President William McKinley High School, more commonly referred to as McKinley High School, is a comprehensive public high school in the Honolulu District of the Hawaii State Department of Education. It serves grades nine through twelve. McKinley is one of three schools in the Kaimuki-McKinley-Roosevelt Complex Area which includes Kaimuki High School and Roosevelt High School. It was founded as Fort Street English Day School in 1865. Later known as Honolulu High School, it was renamed in memorial to William McKinley, the twenty-fifth President of the United States, in 1907. President William McKinley High School is one of the oldest secondary schools in the state and several of its buildings have been listed on the National Register of Historic Places. The campus displays sculptures by Satoru Abe (1926–) and Bumpei Akaji (1921–2002). McKinley High School is accredited by the Western Association of Schools and Colleges.

History
The high school was established in 1865 as the Fort Street English Day School. It was founded by Maurice B. Beckwith. In November 1869, it was moved to Princess Ruth's Palace. In 1895 it was renamed to Honolulu High School. In 1907, it was moved to the corner of Beretania and Victoria Streets and renamed President William McKinley High School, and finally moved to its present campus on King Street in 1923.

On June 5, 1938, the school gave diplomas to 1,288 students, the largest number of diplomas in the history of the school.

Student demographics
School Year 2010-2011
Enrollment - 1782
Number of Economically Disadvantaged Students - 1026 (57.5%)

Racial composition:
Native American - 9 (0.5%)
Black - 12 (0.7%)
Chinese - 449 (25.6%)
Filipino - 347 (19.8%)
Native Hawaiian - 173 (9.9%)
Japanese - 163 (9.3%)
Korean - 110 (6.3%)
Portuguese - 10 (0.6%)
Samoan - 72 (4.1%)
Indo-Chinese - 151 (8.6%)
Micronesian - 98 (5.6%)
Tongan - 13 (0.7%)
Guamanian/Chamorro - 8 (0.5%)
White - 78 (4.5%)
Other Asian - 10 (0.6%)
Other Pacific Islander - 8 (0.5%)
Pacific Islander (2 or more) - 1 (0.1%)
Multiple (2 or more) - 4 (0.2%)

Faculty
School Year 2001-2002
Total number of teachers - 108
Number of teachers with 5 or more years at this school - 85 (78.7%)
Average years of experience - 18.1
Number of teachers with advanced degrees - 32 (29.6%)

• _Set task 1_
According to the McKinley High School article, where was the school moved in November 1869?
• _Set task 2_
Carry on the McKinley High School article from the point where it stops.

• _Items_

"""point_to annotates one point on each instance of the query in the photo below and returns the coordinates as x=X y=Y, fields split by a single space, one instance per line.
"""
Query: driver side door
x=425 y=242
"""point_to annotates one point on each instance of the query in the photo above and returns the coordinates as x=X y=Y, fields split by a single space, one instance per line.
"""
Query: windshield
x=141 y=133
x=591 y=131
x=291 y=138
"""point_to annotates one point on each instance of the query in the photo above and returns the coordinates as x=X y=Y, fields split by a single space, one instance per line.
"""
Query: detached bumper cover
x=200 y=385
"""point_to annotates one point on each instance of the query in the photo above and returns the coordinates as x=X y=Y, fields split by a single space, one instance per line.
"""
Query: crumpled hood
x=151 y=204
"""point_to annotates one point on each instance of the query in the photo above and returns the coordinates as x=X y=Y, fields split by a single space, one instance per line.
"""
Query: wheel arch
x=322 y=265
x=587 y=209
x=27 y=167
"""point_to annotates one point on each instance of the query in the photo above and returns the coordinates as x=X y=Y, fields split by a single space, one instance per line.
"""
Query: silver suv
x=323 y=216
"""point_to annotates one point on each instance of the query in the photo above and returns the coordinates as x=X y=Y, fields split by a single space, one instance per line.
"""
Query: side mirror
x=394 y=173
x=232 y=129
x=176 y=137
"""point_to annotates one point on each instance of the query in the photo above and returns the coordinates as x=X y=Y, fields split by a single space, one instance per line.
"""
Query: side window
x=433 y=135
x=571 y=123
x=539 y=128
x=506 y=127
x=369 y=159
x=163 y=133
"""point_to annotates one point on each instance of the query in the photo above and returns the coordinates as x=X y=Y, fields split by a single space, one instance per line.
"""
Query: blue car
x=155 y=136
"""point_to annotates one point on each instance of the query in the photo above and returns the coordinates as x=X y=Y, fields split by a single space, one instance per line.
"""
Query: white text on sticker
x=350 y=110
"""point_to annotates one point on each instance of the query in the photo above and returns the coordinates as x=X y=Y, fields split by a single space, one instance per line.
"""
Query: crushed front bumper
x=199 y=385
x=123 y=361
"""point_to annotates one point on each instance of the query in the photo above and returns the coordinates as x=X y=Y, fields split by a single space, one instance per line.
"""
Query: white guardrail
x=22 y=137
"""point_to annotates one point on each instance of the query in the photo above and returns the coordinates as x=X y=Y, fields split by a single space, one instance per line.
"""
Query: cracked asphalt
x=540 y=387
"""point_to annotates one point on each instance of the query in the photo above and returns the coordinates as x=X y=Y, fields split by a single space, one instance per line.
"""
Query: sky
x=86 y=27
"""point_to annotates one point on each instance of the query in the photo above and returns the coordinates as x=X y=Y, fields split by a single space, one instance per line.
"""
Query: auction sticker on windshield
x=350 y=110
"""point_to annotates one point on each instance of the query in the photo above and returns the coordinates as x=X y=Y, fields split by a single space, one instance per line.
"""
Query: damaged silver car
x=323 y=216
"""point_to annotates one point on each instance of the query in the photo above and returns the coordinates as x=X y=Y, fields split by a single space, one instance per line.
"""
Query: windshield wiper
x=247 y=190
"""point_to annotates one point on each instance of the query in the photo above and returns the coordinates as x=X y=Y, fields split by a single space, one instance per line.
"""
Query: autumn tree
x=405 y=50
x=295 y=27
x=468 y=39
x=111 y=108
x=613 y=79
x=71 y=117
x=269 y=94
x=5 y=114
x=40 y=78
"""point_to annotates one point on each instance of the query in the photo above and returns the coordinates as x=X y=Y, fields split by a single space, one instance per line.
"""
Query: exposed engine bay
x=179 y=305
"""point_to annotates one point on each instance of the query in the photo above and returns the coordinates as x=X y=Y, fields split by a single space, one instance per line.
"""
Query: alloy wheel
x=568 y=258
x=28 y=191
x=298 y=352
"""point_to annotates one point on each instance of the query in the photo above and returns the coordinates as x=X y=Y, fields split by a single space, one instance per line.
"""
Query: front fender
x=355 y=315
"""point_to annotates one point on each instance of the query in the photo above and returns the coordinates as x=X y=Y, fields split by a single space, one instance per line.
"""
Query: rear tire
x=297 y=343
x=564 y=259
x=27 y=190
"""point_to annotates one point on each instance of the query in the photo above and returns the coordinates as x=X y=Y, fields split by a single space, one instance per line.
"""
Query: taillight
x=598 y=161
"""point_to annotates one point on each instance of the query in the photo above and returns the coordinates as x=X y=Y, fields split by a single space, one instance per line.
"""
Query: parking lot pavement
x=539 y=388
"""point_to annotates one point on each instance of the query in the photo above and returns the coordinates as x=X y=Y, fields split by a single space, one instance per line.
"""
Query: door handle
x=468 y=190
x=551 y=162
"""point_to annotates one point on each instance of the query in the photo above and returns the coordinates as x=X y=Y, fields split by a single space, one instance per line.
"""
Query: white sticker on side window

• _Written reply 1_
Princess Ruth's Palace.

• _Written reply 2_
School Year 2010-2011
Total number of teachers - 98
Number of teachers with 5 or more years at this school - 69 (70%)
Average years of experience - 17.2
Number of teachers with advanced degrees - 42 (43%)

Complex area information
McKinley High School is part of the Hawaii Department of Education Kaimuki-McKinley-Roosevelt Complex Area along with Kaimuki High School and Roosevelt High School.

McKinley Complex
The McKinley Complex consists of 11 elementary, middle, and public charter schools including McKinley.

Central Middle School
Halau Lokahi Public Charter School
Kaahumanu Elementary School
Kaiulani Elementary School
Kauluwela Elementary School
Lanakila Elementary School
Likelike Elementary School
Lunalilo Elementary School
Myron B. Thompson Academy (Public Charter School)
Royal Elementary School
Voyager Public Charter School

Feeder Middle Schools
McKinley High School feeds primarily from 4 middle schools in the Honolulu area.

Central Middle School
Prince David Kawananakoa Middle School
Robert Louis Stevenson Middle School
President George Washington Middle School

Extracurricular activities

Athletics 
In 2011, McKinley fielded 56 teams competing in 19 sports. These sports including air riflery, baseball, basketball, bowling, canoe paddling, cheerleading, cross country, football, golf, judo, soccer, softball, soft tennis, swimming, tennis, track and field, volleyball, water polo, and wrestling. McKinley competes in the Oahu Interscholastic Association.

McKinley has fielded girls teams in basketball, volleyball, and swimming as early as in the 1910s.  Some years even fielded girls baseball team before softball became recognized as its own sport.  The yearbooks of those early years noted games often against St. Andrew's Priory, YWCA, Palama, Normal School (later merged with University of Hawaii's College of Education), and even College of Hawaii (now known as University of Hawaii). McKinley was a founding member of the Interscholastic League of Honolulu in 1909 alongside Punahou and Kamehameha. In 1970, McKinley left the ILH with 4 other Honolulu area public schools to join the OIA.

The 1933 football team traveled across the Pacific Ocean and went on to defeat Weber College (now known as Weber State University), BYU freshmen team, and Ricks College (now known as BYU-Idaho).  Ricks College traveled to Honolulu the following year.  McKinley won again by the score of 24-6 in a game attended by about 19,000 fans.

Football 
The McKinley Tigers varsity football team competes in the Oahu Interscholastic Association Red-East division. Joseph Cho has served as the team's head coach since 2010.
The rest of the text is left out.